Dataset items
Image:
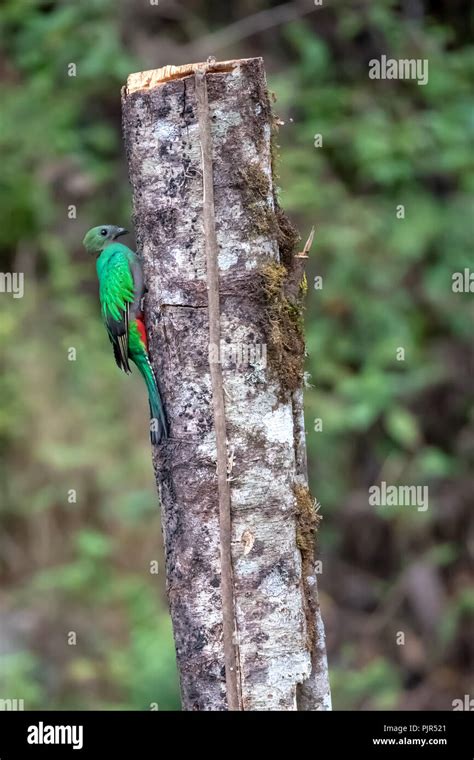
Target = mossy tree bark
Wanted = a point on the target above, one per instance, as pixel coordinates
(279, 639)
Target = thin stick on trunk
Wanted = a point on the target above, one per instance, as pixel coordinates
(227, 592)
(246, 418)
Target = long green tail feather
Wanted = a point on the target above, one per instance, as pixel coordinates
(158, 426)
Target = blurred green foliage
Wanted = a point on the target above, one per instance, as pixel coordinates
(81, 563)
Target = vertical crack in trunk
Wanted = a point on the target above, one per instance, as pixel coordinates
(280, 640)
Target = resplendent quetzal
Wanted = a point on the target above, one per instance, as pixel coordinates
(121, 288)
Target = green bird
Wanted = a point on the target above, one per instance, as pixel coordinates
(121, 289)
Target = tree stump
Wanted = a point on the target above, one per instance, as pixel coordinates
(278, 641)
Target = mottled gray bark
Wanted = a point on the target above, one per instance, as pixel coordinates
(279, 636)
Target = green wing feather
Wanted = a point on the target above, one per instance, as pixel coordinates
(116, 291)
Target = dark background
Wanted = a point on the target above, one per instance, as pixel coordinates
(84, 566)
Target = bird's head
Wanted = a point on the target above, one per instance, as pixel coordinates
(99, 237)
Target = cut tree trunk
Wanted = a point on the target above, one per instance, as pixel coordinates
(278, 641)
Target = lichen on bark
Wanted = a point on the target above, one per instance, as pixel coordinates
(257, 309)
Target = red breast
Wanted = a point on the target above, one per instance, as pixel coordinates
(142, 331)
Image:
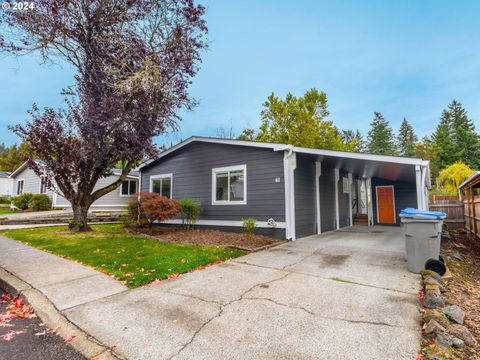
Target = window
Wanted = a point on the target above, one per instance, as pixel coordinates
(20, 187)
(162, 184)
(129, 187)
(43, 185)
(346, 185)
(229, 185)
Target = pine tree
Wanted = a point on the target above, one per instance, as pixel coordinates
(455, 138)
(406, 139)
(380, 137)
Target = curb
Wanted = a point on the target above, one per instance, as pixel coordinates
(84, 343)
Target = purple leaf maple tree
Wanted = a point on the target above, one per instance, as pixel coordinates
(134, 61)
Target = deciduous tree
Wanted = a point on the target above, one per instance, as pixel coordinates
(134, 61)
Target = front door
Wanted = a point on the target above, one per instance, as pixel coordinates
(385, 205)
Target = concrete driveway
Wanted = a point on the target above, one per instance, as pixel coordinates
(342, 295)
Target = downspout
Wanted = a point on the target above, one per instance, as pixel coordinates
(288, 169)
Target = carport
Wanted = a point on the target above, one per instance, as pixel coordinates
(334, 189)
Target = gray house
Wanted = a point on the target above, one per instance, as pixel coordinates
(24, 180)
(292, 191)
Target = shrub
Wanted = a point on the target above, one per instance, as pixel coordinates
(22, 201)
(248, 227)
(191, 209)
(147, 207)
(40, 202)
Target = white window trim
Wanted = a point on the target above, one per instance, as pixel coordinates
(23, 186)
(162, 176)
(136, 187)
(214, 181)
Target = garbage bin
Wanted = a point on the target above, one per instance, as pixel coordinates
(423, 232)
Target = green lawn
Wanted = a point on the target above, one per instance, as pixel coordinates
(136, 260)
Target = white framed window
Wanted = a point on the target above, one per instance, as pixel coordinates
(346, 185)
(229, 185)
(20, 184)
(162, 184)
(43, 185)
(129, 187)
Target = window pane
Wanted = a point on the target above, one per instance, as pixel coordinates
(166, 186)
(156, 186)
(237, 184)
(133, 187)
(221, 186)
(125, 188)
--
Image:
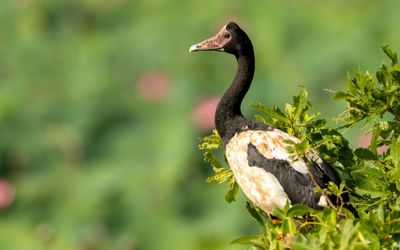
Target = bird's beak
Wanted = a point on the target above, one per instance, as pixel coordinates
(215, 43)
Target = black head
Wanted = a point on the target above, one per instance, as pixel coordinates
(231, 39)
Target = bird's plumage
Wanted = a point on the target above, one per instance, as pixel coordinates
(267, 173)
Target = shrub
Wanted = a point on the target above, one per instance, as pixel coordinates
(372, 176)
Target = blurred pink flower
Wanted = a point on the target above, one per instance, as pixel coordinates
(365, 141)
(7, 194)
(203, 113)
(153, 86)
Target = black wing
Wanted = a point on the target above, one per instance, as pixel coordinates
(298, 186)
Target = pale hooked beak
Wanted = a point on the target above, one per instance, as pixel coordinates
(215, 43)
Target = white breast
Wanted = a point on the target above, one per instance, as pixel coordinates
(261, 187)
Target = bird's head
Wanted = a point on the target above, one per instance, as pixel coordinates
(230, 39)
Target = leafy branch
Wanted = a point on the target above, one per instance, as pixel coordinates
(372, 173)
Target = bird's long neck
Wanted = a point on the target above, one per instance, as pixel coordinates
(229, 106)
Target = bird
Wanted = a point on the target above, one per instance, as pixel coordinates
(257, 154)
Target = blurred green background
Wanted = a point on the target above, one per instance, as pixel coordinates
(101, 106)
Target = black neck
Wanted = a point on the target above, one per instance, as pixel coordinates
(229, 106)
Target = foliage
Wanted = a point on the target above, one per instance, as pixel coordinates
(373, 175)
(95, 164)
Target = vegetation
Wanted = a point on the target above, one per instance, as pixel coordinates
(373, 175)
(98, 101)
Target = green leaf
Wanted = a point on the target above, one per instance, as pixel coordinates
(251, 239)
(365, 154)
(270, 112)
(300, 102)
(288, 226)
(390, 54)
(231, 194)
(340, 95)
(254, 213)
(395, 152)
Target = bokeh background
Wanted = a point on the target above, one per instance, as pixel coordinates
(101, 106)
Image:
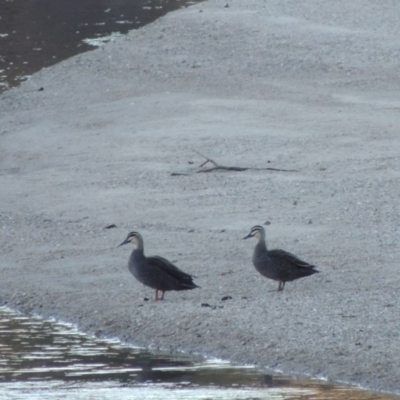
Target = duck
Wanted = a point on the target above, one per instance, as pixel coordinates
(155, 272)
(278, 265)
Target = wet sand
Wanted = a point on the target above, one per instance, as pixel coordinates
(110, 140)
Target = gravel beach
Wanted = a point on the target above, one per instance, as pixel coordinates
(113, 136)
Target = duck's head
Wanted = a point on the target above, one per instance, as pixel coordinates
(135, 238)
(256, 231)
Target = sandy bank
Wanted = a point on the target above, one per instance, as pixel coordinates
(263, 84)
* * *
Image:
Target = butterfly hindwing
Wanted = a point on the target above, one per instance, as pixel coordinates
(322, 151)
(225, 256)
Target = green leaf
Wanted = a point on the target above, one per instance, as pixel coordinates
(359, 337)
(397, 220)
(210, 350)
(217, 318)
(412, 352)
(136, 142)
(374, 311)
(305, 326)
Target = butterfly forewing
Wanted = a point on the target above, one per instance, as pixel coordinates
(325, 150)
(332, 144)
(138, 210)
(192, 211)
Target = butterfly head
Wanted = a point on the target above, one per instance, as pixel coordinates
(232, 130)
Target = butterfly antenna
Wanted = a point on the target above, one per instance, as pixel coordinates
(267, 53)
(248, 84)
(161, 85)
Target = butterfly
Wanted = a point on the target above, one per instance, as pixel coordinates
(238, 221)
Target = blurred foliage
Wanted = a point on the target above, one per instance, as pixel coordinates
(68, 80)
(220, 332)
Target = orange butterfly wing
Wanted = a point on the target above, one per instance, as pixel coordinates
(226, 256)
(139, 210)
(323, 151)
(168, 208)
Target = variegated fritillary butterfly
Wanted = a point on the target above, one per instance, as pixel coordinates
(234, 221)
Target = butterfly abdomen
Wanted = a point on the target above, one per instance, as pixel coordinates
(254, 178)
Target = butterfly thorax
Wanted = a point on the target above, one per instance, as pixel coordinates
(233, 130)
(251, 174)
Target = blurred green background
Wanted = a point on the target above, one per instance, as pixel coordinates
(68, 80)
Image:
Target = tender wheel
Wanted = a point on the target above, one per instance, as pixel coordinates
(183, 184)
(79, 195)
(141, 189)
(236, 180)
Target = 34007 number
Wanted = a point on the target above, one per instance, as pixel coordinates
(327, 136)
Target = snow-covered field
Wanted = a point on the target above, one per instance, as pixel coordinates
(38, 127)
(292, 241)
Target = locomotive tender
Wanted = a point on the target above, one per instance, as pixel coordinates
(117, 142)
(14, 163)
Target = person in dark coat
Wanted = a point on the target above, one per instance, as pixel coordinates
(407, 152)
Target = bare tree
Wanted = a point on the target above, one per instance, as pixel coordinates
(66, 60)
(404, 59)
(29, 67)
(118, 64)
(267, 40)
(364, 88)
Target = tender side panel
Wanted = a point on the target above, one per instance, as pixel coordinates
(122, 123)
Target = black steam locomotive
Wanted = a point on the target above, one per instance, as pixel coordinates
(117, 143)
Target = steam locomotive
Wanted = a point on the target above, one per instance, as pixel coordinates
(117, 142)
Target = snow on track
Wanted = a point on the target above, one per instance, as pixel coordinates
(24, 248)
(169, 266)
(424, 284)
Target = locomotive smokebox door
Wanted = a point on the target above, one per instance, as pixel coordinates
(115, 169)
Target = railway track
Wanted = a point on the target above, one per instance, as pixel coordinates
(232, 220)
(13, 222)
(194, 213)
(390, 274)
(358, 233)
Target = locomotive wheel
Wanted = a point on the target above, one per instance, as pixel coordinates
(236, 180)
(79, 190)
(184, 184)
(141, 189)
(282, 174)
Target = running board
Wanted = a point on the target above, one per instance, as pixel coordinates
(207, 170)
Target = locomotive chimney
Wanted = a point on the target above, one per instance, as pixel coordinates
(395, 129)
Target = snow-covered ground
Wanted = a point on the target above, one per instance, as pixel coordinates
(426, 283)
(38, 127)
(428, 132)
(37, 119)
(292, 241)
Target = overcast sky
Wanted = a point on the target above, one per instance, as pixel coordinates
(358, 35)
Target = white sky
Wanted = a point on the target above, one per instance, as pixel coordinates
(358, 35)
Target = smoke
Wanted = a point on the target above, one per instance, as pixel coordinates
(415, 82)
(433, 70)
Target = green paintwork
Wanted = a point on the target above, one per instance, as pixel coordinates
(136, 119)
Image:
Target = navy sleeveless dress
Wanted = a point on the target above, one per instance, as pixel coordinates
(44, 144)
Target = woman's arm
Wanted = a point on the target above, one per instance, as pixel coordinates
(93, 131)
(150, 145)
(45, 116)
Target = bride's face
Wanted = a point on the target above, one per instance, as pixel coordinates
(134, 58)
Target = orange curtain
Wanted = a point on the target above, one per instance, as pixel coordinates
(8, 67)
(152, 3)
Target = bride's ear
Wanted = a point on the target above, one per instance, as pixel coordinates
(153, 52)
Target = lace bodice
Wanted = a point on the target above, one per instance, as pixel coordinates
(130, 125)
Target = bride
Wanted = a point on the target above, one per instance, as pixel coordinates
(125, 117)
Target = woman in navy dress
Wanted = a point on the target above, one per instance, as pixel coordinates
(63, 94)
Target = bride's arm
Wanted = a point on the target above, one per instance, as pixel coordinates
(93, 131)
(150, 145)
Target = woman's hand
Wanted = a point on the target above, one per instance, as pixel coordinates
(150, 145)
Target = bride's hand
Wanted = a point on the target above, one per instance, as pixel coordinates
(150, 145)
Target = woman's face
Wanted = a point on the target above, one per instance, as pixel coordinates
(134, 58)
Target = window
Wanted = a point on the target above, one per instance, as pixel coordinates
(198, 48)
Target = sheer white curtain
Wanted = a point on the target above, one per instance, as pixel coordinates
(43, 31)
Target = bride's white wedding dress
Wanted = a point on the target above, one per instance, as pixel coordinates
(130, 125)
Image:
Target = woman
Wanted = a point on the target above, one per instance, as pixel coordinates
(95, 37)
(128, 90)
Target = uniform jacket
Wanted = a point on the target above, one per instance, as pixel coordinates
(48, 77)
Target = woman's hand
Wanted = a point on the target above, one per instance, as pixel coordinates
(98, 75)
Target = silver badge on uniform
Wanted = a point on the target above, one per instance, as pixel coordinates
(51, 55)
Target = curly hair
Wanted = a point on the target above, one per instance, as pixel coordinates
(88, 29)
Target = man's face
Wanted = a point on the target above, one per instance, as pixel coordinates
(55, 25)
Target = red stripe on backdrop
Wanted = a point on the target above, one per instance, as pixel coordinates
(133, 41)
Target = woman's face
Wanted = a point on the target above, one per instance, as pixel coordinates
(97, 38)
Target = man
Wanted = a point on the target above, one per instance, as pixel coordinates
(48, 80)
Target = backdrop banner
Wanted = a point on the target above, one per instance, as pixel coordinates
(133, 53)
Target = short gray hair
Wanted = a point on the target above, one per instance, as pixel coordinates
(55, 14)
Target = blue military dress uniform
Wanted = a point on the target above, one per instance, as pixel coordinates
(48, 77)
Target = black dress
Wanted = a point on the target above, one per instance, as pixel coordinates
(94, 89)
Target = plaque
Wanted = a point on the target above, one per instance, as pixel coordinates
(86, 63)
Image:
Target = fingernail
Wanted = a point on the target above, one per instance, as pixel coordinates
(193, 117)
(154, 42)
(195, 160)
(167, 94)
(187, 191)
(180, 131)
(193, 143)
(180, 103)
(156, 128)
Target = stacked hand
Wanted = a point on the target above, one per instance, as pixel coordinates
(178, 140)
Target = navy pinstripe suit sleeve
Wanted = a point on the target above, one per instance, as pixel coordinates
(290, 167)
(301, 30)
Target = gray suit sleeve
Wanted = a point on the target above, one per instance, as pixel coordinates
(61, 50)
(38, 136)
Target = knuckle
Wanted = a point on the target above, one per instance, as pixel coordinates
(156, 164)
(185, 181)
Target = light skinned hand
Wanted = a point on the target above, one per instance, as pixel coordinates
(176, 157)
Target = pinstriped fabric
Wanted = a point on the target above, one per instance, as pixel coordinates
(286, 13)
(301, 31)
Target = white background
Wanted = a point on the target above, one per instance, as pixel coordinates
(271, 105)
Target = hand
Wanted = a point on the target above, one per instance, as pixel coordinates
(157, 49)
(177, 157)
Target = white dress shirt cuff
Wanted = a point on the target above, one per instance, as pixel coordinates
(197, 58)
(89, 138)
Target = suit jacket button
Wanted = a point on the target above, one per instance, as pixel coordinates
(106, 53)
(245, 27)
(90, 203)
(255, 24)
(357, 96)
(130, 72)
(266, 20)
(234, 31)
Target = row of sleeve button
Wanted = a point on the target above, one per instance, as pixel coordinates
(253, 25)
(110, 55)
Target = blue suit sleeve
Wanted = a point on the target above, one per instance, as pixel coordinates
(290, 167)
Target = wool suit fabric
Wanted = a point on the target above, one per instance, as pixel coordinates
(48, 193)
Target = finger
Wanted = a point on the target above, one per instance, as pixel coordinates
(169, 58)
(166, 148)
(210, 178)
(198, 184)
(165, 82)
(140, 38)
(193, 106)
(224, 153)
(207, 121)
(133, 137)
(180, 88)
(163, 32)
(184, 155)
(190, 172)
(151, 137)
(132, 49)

(Exercise):
Starting with the line that has "Target = resplendent quetzal" and going on through the line that has "Target = pine tree", transcribe the records above exactly, but skip the pictures.

(Result for this exercise):
Target = resplendent quetzal
Wanted = a point on the target above, one per instance, as pixel coordinates
(121, 288)
Target = green bird
Wanted = a point on the target above, one per instance, as pixel coordinates
(121, 289)
Target = tree stump
Wanted = a point on the target above, one per instance, as pixel coordinates
(278, 641)
Target = mottled gray bark
Wanted = a point on the target above, one per instance, as pixel coordinates
(279, 636)
Target = green wing feather
Wanted = a point on the target above, one per instance, as pixel coordinates
(116, 291)
Target = dark background
Wanted = a point on the target above, one per instance, as pixel coordinates
(84, 566)
Target = bird's head
Wanted = a point on the target above, one per instance, as pixel coordinates
(99, 237)
Target = cut tree trunk
Wanted = a point on the target above, one per instance, as pixel coordinates
(278, 641)
Target = lichen on bark
Wanted = a point on the target above, one per instance, as pixel coordinates
(257, 309)
Target = red breast
Wanted = a point on the target above, one per instance, as pixel coordinates
(142, 331)
Image:
Target = window
Wanted = a point on the target above, one per instance, as pixel coordinates
(20, 187)
(162, 184)
(129, 187)
(43, 185)
(346, 185)
(229, 185)
Target = pine tree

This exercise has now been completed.